[Records from a collection]
※ ※ ※

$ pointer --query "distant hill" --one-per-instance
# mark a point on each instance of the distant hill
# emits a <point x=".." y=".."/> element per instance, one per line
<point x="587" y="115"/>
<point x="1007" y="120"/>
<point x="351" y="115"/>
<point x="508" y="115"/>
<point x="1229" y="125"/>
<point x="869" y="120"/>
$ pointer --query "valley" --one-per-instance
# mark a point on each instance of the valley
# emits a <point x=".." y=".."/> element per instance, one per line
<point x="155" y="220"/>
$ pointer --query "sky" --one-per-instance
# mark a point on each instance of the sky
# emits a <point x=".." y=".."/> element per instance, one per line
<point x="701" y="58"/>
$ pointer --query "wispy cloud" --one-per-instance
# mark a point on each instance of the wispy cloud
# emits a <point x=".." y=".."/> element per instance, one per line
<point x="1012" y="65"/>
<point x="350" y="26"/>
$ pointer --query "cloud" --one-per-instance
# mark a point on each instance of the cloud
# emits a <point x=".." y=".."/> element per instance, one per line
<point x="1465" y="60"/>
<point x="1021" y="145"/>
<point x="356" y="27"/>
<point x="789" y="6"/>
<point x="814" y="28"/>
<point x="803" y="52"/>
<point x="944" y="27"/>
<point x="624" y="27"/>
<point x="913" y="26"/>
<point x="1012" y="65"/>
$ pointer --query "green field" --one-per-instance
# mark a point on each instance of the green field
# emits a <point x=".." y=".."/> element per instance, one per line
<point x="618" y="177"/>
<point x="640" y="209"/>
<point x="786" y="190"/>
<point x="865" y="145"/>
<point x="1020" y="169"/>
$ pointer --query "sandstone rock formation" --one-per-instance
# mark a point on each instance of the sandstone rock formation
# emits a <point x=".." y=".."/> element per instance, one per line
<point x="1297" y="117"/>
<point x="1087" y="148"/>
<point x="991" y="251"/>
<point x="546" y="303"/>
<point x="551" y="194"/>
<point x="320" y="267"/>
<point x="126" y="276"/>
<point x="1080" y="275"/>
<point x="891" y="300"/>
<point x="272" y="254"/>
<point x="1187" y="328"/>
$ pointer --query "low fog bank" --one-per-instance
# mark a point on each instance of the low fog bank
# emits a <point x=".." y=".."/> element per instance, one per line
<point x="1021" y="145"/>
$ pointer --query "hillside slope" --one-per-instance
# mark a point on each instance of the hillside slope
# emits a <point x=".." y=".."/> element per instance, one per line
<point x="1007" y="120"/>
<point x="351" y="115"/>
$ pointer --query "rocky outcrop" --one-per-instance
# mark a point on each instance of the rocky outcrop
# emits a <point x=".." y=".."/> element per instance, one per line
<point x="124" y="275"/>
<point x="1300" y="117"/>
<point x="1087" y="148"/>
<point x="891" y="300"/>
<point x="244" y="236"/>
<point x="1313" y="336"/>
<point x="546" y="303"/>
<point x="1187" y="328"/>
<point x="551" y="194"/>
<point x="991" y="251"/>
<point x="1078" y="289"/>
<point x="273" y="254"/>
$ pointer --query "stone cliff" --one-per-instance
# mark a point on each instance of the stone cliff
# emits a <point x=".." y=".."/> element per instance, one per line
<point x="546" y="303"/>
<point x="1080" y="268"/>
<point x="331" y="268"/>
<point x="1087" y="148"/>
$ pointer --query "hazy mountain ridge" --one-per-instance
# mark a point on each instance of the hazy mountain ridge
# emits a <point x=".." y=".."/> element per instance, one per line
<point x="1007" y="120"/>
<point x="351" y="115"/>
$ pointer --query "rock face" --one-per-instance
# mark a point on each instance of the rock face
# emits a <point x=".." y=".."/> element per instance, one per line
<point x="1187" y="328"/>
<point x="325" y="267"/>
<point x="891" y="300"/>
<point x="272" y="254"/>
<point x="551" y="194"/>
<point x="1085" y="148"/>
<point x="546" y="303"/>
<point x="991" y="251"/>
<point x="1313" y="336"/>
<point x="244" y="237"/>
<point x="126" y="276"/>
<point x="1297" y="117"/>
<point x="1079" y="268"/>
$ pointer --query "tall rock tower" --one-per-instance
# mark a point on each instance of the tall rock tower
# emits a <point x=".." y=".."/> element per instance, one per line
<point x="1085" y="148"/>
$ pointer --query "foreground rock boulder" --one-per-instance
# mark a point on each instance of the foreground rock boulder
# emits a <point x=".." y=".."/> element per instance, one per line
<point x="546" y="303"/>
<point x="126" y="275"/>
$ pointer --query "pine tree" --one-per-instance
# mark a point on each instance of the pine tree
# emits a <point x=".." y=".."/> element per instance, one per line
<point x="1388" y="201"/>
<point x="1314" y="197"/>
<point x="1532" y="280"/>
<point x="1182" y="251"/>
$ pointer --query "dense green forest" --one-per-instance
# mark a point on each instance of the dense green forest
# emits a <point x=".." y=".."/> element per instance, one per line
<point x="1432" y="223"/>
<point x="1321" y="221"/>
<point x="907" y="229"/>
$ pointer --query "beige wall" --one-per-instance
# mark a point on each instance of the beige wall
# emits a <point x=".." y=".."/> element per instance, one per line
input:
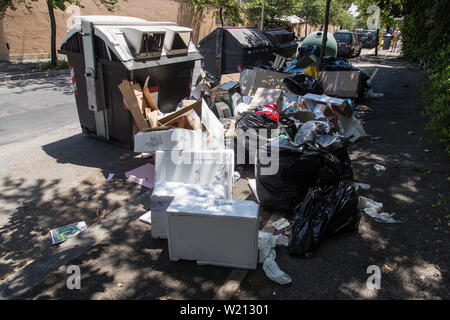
<point x="28" y="34"/>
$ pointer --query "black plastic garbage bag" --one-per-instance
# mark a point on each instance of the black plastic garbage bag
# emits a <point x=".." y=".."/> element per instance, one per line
<point x="302" y="84"/>
<point x="308" y="51"/>
<point x="320" y="132"/>
<point x="299" y="167"/>
<point x="325" y="211"/>
<point x="254" y="130"/>
<point x="340" y="64"/>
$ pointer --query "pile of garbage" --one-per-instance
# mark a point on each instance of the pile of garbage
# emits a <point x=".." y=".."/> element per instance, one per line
<point x="289" y="122"/>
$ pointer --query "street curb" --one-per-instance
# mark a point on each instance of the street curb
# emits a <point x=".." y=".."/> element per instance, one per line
<point x="34" y="75"/>
<point x="33" y="274"/>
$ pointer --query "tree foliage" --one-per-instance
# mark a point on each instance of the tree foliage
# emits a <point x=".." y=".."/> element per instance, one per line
<point x="6" y="5"/>
<point x="314" y="12"/>
<point x="273" y="11"/>
<point x="225" y="10"/>
<point x="426" y="39"/>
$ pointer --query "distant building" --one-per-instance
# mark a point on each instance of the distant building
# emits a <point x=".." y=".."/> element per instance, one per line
<point x="26" y="35"/>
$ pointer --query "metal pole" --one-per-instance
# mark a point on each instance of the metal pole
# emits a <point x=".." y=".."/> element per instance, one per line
<point x="262" y="16"/>
<point x="376" y="42"/>
<point x="325" y="33"/>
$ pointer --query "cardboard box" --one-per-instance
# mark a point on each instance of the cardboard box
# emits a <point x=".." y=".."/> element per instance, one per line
<point x="163" y="194"/>
<point x="173" y="139"/>
<point x="134" y="104"/>
<point x="267" y="96"/>
<point x="214" y="231"/>
<point x="188" y="120"/>
<point x="340" y="83"/>
<point x="161" y="138"/>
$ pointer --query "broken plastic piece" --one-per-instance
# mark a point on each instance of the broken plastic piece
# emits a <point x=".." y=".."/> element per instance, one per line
<point x="267" y="254"/>
<point x="280" y="224"/>
<point x="373" y="208"/>
<point x="380" y="216"/>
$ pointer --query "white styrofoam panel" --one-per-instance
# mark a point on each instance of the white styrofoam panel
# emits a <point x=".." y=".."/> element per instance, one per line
<point x="214" y="231"/>
<point x="215" y="167"/>
<point x="163" y="194"/>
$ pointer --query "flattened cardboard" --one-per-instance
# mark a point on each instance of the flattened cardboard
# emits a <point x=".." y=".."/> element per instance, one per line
<point x="340" y="105"/>
<point x="197" y="106"/>
<point x="133" y="105"/>
<point x="340" y="83"/>
<point x="173" y="139"/>
<point x="139" y="96"/>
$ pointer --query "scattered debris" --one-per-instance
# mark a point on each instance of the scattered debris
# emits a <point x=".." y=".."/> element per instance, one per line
<point x="363" y="108"/>
<point x="61" y="234"/>
<point x="146" y="217"/>
<point x="363" y="186"/>
<point x="267" y="243"/>
<point x="373" y="208"/>
<point x="85" y="197"/>
<point x="143" y="175"/>
<point x="280" y="224"/>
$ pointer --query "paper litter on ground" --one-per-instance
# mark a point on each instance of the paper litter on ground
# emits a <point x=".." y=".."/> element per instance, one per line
<point x="61" y="234"/>
<point x="373" y="208"/>
<point x="143" y="175"/>
<point x="267" y="254"/>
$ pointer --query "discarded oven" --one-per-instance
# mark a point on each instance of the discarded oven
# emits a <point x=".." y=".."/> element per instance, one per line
<point x="284" y="42"/>
<point x="104" y="50"/>
<point x="231" y="49"/>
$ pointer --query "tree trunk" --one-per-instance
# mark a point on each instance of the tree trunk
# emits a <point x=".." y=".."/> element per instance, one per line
<point x="51" y="14"/>
<point x="324" y="36"/>
<point x="221" y="16"/>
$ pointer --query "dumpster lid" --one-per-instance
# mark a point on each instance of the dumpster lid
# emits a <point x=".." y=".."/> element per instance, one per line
<point x="249" y="37"/>
<point x="109" y="29"/>
<point x="115" y="21"/>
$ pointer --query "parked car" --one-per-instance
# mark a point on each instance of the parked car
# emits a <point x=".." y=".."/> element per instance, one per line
<point x="348" y="43"/>
<point x="368" y="39"/>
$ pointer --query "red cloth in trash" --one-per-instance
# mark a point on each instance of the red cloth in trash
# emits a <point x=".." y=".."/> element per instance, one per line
<point x="271" y="110"/>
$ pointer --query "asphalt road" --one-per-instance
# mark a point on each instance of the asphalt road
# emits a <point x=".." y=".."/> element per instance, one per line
<point x="47" y="165"/>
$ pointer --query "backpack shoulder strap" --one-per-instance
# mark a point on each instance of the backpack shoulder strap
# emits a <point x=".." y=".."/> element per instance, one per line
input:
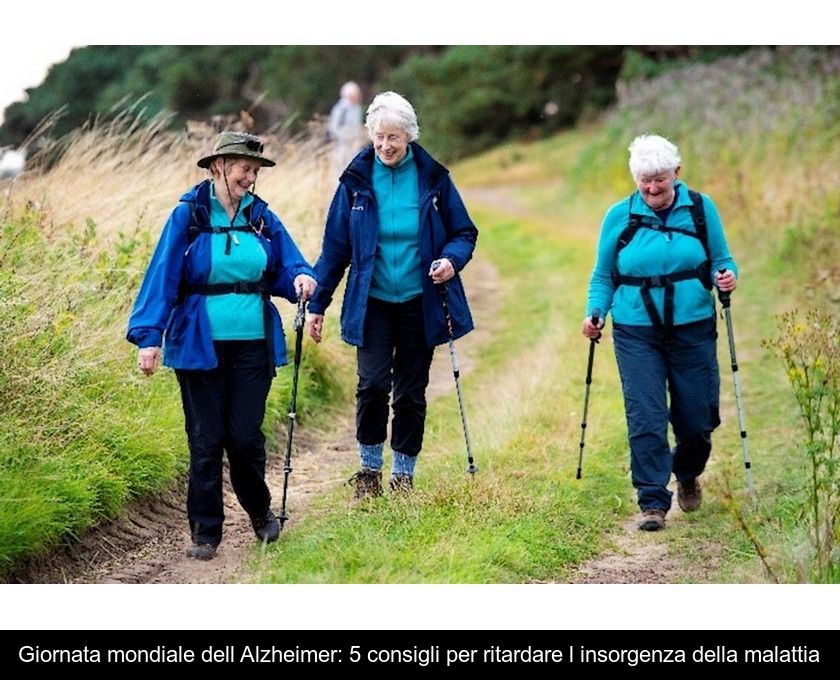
<point x="698" y="216"/>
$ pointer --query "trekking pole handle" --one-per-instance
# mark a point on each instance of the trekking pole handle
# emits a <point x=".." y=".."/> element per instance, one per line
<point x="300" y="315"/>
<point x="596" y="317"/>
<point x="724" y="296"/>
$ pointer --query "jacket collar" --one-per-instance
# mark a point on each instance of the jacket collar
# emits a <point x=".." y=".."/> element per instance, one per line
<point x="359" y="174"/>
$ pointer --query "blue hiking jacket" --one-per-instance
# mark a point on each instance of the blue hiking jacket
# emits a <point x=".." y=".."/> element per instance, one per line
<point x="350" y="239"/>
<point x="158" y="313"/>
<point x="653" y="252"/>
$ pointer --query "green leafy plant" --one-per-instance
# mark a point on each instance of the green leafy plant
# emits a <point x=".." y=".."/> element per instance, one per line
<point x="810" y="351"/>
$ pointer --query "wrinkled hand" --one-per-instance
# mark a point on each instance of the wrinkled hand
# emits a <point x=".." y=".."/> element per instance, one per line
<point x="316" y="325"/>
<point x="442" y="272"/>
<point x="147" y="359"/>
<point x="590" y="330"/>
<point x="305" y="285"/>
<point x="726" y="282"/>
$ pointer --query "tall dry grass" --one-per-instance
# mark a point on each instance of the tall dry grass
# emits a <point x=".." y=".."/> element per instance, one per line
<point x="82" y="434"/>
<point x="125" y="173"/>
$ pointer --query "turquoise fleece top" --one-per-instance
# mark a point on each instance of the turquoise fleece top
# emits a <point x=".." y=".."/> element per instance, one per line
<point x="653" y="253"/>
<point x="396" y="267"/>
<point x="235" y="316"/>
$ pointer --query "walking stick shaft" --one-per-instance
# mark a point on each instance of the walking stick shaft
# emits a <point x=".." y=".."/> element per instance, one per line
<point x="739" y="402"/>
<point x="287" y="463"/>
<point x="596" y="314"/>
<point x="725" y="301"/>
<point x="472" y="468"/>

※ ※ ※

Stated problem> Pick out every line above that contains the word "wispy", and copy each one. Case counts.

Reply to the exercise>
$ pointer --query "wispy cloud" --one-per-instance
# mark a point on each instance of the wispy cloud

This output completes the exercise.